■ **TO DO**: Copy the medal ceremony excerpt word for word, from its first sentence through its last.

■ **EXCERPT TO READ**:
┌────────

Jean shook the recipients' hands, said a few words to them, and pinned the medals to their uniforms. They then shook hands with Prime Minister Stephen Harper, and Chief of Defence Staff Gen. Walter Natynczyk.

"You have made unimaginable sacrifices in the name of justice and freedom. Your families have done the same," Jean said in a speech.

She said she saw familiar faces in the group, and has met with families of soldiers who have lost a loved one.

"Many of you have shared your pain with me. Time eases the pain, but it never goes away," she said.

"You are not alone. Those of you who are wounded also are not alone. We know the price you have paid," she said.

"Know that Canadians share this pain and pride with you."

Harper thanked the soldiers, for "bringing light and hope to people who have long known only darkness and despair."

"Thank you for giving so much of yourself, perhaps even more than you thought you had to give in service of your fellow human beings," the prime minister said.

Ben Walsh fought the government for more than a year to have the criteria expanded to include all soldiers who have died in Afghanistan. His son, Jeffrey, died in an accidental shooting there in 2006. The medal was originally meant to honour only those who were killed or wounded by hostile fire.

└────────

■ **DATASET ENTRIES**:
┌────────

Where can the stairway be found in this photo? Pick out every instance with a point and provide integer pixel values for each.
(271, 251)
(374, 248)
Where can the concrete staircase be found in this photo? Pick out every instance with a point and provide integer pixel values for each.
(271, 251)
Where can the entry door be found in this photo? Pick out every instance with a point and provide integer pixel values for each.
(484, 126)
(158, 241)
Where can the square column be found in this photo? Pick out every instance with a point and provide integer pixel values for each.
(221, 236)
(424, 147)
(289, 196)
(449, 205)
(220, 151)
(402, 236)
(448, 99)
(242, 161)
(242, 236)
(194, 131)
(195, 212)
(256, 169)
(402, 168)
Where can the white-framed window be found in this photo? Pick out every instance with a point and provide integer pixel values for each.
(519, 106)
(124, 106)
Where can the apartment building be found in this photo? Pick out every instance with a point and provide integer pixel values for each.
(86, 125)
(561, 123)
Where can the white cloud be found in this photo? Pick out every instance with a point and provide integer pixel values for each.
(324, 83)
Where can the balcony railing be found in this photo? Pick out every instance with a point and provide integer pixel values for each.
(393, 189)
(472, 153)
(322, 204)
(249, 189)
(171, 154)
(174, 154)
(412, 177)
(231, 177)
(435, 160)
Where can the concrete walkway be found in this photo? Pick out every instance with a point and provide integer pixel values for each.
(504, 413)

└────────

■ **RESULT**:
Jean shook the recipients' hands, said a few words to them, and pinned the medals to their uniforms. They then shook hands with Prime Minister Stephen Harper, and Chief of Defence Staff Gen. Walter Natynczyk.

"You have made unimaginable sacrifices in the name of justice and freedom. Your families have done the same," Jean said in a speech.

She said she saw familiar faces in the group, and has met with families of soldiers who have lost a loved one.

"Many of you have shared your pain with me. Time eases the pain, but it never goes away," she said.

"You are not alone. Those of you who are wounded also are not alone. We know the price you have paid," she said.

"Know that Canadians share this pain and pride with you."

Harper thanked the soldiers, for "bringing light and hope to people who have long known only darkness and despair."

"Thank you for giving so much of yourself, perhaps even more than you thought you had to give in service of your fellow human beings," the prime minister said.

Ben Walsh fought the government for more than a year to have the criteria expanded to include all soldiers who have died in Afghanistan. His son, Jeffrey, died in an accidental shooting there in 2006. The medal was originally meant to honour only those who were killed or wounded by hostile fire.